PROBLEM DESCRIPTION
Please return each of the entries exactly, minus their pictures.

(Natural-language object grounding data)

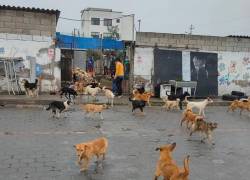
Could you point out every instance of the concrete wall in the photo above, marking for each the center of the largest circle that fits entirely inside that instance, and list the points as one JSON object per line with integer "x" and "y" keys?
{"x": 233, "y": 56}
{"x": 35, "y": 51}
{"x": 233, "y": 69}
{"x": 29, "y": 23}
{"x": 193, "y": 42}
{"x": 125, "y": 26}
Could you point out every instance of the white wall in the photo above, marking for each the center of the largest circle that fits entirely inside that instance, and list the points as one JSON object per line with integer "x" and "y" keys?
{"x": 233, "y": 69}
{"x": 126, "y": 25}
{"x": 34, "y": 48}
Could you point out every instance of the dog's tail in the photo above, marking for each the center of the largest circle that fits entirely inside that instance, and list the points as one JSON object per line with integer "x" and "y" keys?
{"x": 36, "y": 81}
{"x": 186, "y": 101}
{"x": 186, "y": 166}
{"x": 48, "y": 108}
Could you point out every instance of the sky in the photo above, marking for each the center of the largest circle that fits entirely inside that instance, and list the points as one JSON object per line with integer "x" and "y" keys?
{"x": 209, "y": 17}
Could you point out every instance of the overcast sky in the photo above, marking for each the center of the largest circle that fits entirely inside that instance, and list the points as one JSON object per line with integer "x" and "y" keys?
{"x": 209, "y": 17}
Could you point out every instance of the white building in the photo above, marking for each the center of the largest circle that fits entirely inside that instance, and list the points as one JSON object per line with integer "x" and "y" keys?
{"x": 97, "y": 22}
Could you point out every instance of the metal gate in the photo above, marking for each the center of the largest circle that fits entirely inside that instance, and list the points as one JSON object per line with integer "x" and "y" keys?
{"x": 167, "y": 66}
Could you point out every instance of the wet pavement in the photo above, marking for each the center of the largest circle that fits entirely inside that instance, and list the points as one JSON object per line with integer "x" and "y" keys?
{"x": 35, "y": 146}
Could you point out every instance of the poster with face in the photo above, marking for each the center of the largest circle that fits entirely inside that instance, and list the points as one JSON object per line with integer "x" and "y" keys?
{"x": 204, "y": 70}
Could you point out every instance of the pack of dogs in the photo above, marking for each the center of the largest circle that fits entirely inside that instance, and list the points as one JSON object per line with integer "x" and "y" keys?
{"x": 166, "y": 165}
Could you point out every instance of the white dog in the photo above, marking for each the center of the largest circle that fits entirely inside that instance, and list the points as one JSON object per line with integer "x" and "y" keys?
{"x": 109, "y": 94}
{"x": 92, "y": 91}
{"x": 170, "y": 105}
{"x": 201, "y": 105}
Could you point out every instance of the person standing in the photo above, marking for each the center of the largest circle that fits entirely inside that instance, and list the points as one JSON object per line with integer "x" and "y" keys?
{"x": 119, "y": 75}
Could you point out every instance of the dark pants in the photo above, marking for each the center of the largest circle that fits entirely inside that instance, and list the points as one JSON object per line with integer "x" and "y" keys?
{"x": 118, "y": 82}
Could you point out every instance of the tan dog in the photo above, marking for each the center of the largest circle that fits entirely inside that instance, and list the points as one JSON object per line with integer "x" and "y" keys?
{"x": 94, "y": 108}
{"x": 85, "y": 151}
{"x": 190, "y": 118}
{"x": 92, "y": 91}
{"x": 242, "y": 105}
{"x": 200, "y": 105}
{"x": 170, "y": 105}
{"x": 143, "y": 97}
{"x": 205, "y": 128}
{"x": 168, "y": 168}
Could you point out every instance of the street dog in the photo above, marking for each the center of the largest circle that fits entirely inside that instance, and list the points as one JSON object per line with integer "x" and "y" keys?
{"x": 137, "y": 104}
{"x": 190, "y": 118}
{"x": 109, "y": 94}
{"x": 170, "y": 105}
{"x": 143, "y": 97}
{"x": 94, "y": 108}
{"x": 239, "y": 104}
{"x": 92, "y": 91}
{"x": 206, "y": 128}
{"x": 201, "y": 105}
{"x": 30, "y": 88}
{"x": 57, "y": 107}
{"x": 180, "y": 96}
{"x": 167, "y": 167}
{"x": 87, "y": 150}
{"x": 68, "y": 92}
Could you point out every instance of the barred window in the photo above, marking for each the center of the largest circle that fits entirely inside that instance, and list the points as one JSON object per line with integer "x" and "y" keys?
{"x": 95, "y": 21}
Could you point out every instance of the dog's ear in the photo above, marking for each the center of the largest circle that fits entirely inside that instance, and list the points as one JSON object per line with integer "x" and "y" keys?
{"x": 158, "y": 149}
{"x": 173, "y": 145}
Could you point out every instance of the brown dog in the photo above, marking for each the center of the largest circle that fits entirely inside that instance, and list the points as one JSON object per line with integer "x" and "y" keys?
{"x": 205, "y": 128}
{"x": 242, "y": 105}
{"x": 142, "y": 97}
{"x": 171, "y": 104}
{"x": 94, "y": 108}
{"x": 167, "y": 167}
{"x": 85, "y": 151}
{"x": 190, "y": 118}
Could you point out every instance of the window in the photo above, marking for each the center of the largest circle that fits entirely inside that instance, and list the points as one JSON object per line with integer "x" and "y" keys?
{"x": 95, "y": 34}
{"x": 107, "y": 22}
{"x": 107, "y": 35}
{"x": 95, "y": 21}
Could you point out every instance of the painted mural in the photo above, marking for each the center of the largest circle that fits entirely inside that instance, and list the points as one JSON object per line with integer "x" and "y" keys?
{"x": 234, "y": 72}
{"x": 229, "y": 70}
{"x": 39, "y": 59}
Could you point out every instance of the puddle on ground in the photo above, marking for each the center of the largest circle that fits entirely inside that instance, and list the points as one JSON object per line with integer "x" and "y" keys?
{"x": 218, "y": 161}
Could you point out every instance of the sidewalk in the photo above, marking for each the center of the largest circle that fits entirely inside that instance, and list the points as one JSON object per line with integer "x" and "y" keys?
{"x": 46, "y": 99}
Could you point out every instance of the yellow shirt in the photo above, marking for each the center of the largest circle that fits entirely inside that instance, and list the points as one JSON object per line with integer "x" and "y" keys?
{"x": 119, "y": 69}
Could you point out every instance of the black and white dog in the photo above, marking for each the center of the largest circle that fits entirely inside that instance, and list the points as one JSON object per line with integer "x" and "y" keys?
{"x": 179, "y": 96}
{"x": 137, "y": 104}
{"x": 68, "y": 92}
{"x": 58, "y": 106}
{"x": 30, "y": 88}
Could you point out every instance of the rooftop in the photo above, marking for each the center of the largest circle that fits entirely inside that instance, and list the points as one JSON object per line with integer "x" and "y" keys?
{"x": 99, "y": 9}
{"x": 31, "y": 9}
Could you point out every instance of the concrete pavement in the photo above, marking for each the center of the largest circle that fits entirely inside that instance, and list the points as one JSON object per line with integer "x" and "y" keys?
{"x": 34, "y": 146}
{"x": 46, "y": 99}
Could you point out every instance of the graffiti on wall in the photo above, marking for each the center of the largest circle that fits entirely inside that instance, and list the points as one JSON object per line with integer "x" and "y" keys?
{"x": 234, "y": 72}
{"x": 39, "y": 60}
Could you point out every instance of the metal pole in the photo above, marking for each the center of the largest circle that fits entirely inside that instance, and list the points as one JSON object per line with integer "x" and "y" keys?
{"x": 139, "y": 30}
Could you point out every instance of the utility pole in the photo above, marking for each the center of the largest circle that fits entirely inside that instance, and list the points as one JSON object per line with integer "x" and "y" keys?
{"x": 139, "y": 30}
{"x": 191, "y": 28}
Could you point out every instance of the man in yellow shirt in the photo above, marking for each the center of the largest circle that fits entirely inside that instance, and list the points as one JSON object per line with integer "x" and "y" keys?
{"x": 119, "y": 75}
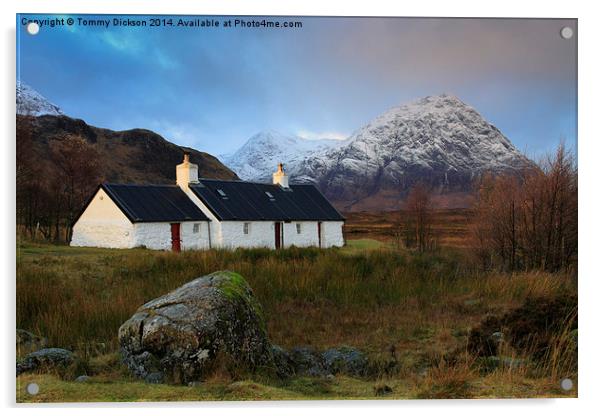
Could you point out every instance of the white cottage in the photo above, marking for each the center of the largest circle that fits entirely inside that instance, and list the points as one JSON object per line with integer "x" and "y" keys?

SOLUTION BELOW
Could you point out every instance of the concrete wall in the photo above, marking for each the center of the largest circle that fits entirely inside that instance, and list the points as one JSON object per line with integer "x" and "y" keys?
{"x": 233, "y": 56}
{"x": 35, "y": 51}
{"x": 233, "y": 69}
{"x": 29, "y": 23}
{"x": 193, "y": 42}
{"x": 125, "y": 26}
Could you point out every instance of the white wall in the photo above, marking for each the center of the largest circle that fits entirely inside that instance, and list the points as one JSON object per line with integer "x" and "y" keys?
{"x": 233, "y": 69}
{"x": 126, "y": 25}
{"x": 34, "y": 48}
Could you point out every instance of the dog's tail in the photo above, marking for each the center of the largest circle that fits entirely inside that instance, and list the points as one JSON object per line with integer "x" and "y" keys?
{"x": 36, "y": 81}
{"x": 186, "y": 101}
{"x": 186, "y": 166}
{"x": 48, "y": 108}
Could you point out every instance of the sky in the photo above, marking for each the center of the largest circle that fits entirely inside that instance, and list the points as one JSON object per line with integer "x" and "y" keys?
{"x": 209, "y": 17}
Could you point out every instance of the overcast sky in the photo above, marking for each the center of the largest circle that fits entirely inside that instance, and list the points as one JSON object per line with integer "x" and "y" keys?
{"x": 209, "y": 17}
Could you point out every instance of the white building in the photo above, marking for each the center of the largest circle that fits entirely inside that instance, and list the points as one JSON object per line with integer "x" and "y" keys?
{"x": 97, "y": 22}
Could you point out every instance of the metal gate in the photo above, marking for each the center of the largest circle that fits entirely inside that instance, and list the points as one JSON object per line with integer "x" and "y" keys?
{"x": 167, "y": 66}
Could you point out every instance of the wet pavement in the photo above, marking for each the center of the largest circle that fits entirely inside that instance, and list the points as one JSON object per line with integer "x" and "y" keys?
{"x": 35, "y": 146}
Could you point out every instance of the poster with face in the photo above, marking for each the center of the largest circle that fits entirely inside that instance, and list the points as one JSON object per line with integer "x" and "y" keys?
{"x": 204, "y": 70}
Could you point out every instance of the pack of dogs in the photo above, marking for each the center of the largest circle that fits entirely inside that instance, and list the points as one JSON object per line with integer "x" and "y" keys?
{"x": 166, "y": 165}
Could you point out every instance of the white dog in the photo above, marking for each the center of the largest circle that fits entirely inside that instance, and list the points as one JSON object per line with integer "x" and "y" keys?
{"x": 109, "y": 94}
{"x": 92, "y": 91}
{"x": 170, "y": 105}
{"x": 201, "y": 105}
Could you point out every instance of the person standing in the photo above, marking for each the center of the largest circle that fits entirely inside that instance, and list the points as one JSON object per line with integer "x" and "y" keys?
{"x": 119, "y": 75}
Could you point out every instance of the dark pants in the photo above, marking for each the center of the largest circle that fits entirely inside that instance, and list the points as one JSON object per line with integer "x" and "y" keys?
{"x": 118, "y": 82}
Could you point out every instance of the tan dog in the photo above, marking for each the center of the largest circle that fits entirely inside that instance, and list the points as one JSON object per line with integer "x" and "y" keys?
{"x": 94, "y": 108}
{"x": 85, "y": 151}
{"x": 190, "y": 118}
{"x": 92, "y": 91}
{"x": 242, "y": 105}
{"x": 200, "y": 105}
{"x": 170, "y": 105}
{"x": 143, "y": 97}
{"x": 205, "y": 128}
{"x": 168, "y": 168}
Could you point out every instance of the street dog in the photo above, marking for each the center of the largest circle that fits entirely inside that instance, and list the points as one JSON object per line with integer "x" and "y" keys?
{"x": 137, "y": 104}
{"x": 190, "y": 118}
{"x": 109, "y": 94}
{"x": 170, "y": 105}
{"x": 143, "y": 97}
{"x": 94, "y": 108}
{"x": 239, "y": 104}
{"x": 92, "y": 91}
{"x": 206, "y": 128}
{"x": 201, "y": 105}
{"x": 30, "y": 88}
{"x": 57, "y": 107}
{"x": 180, "y": 96}
{"x": 167, "y": 167}
{"x": 87, "y": 150}
{"x": 68, "y": 92}
Could you point out every instance of the barred window in the photo above, marking for each the center of the largest circle that fits entirely inside that instance, and list the points as one JSON object per line with integer "x" and "y" keys?
{"x": 95, "y": 21}
Could you point out every instance of the dog's ear in the photo above, marking for each the center of the largest circle that fits entirely inside that instance, and list the points as one JSON object per line with integer "x" and "y" keys?
{"x": 158, "y": 149}
{"x": 173, "y": 145}
Could you point out every instance of the brown dog in the photo above, marking for each the center of the largest circle that fits entirely inside that instance, and list the points as one JSON object per line with integer "x" and "y" keys?
{"x": 205, "y": 128}
{"x": 242, "y": 105}
{"x": 142, "y": 97}
{"x": 171, "y": 104}
{"x": 94, "y": 108}
{"x": 167, "y": 167}
{"x": 85, "y": 151}
{"x": 190, "y": 118}
Could you point out every instance of the window in the photo above, marking for each the center of the largest circle that fits entirely inside that instance, and list the points as one JSON object per line with integer "x" and "y" keys?
{"x": 95, "y": 34}
{"x": 107, "y": 22}
{"x": 107, "y": 35}
{"x": 95, "y": 21}
Could you point out every instance of the painted mural in the photo above, marking for each the center of the largest circle that fits entirely inside that instance, and list the points as one JSON object per line with integer "x" and "y" keys?
{"x": 234, "y": 72}
{"x": 229, "y": 70}
{"x": 39, "y": 59}
Could you point out every instance of the puddle on ground in the photo above, marking for each the center of the largest circle that fits entirely inside that instance, and list the points as one JSON object per line with integer "x" and "y" keys?
{"x": 218, "y": 161}
Could you point out every instance of the sidewalk in the photo above, marking for each the center of the largest circle that fits entirely inside that instance, and list the points as one JSON object per line with integer "x" and "y" keys?
{"x": 46, "y": 99}
Could you point out every instance of the yellow shirt in the photo above, marking for each the center of the largest circle that fits entirely inside that instance, and list the points as one JSON object per line with integer "x" and "y" keys?
{"x": 119, "y": 69}
Could you point out every instance of the black and white dog in the photo above, marking for each the center of the largest circle that fits entirely inside that instance, and list the points as one JSON object per line with integer "x" and "y" keys?
{"x": 179, "y": 96}
{"x": 137, "y": 104}
{"x": 68, "y": 92}
{"x": 58, "y": 106}
{"x": 30, "y": 88}
Could you point out every instance of the rooftop in the photo above, marking for each the center of the largest circle that fits entirely inside that instance, and list the points as one JSON object per line with integer "x" and "y" keys?
{"x": 99, "y": 9}
{"x": 31, "y": 9}
Could you point out every instance of the concrete pavement in the photo above, marking for each the center of the largest circle that fits entirely inside that instance, and list the points as one JSON object per line with integer "x" and "y" keys?
{"x": 34, "y": 146}
{"x": 46, "y": 99}
Could you point out every instance of the graffiti on wall in the photo above, marking for each the center of the largest circle that fits entirely inside that instance, and list the points as one JSON object per line with integer "x" and "y" keys?
{"x": 234, "y": 72}
{"x": 39, "y": 60}
Could you point out every instance of the metal pole in the photo above, marking for each the center of the largest circle that fits entirely inside that instance, and list the points as one JSON object per line with integer "x" and "y" keys?
{"x": 139, "y": 30}
Could you point out every instance of the utility pole in the photo above, marking for each the center of the largest circle that fits entirely inside that instance, and list the points as one JSON object per line with integer "x" and "y" keys?
{"x": 139, "y": 30}
{"x": 191, "y": 28}
Could you point out every instance of the man in yellow shirt in the photo above, marking for each the center of the largest circle that fits entirely inside that instance, and list the points as one JSON object per line with integer "x" and "y" keys?
{"x": 119, "y": 75}
Could you point out every instance of the white cottage in the photo above, marking for each the center of the largest circle that fits entirely inside that instance, and list the points as one JSON object per line with integer "x" and "y" keys?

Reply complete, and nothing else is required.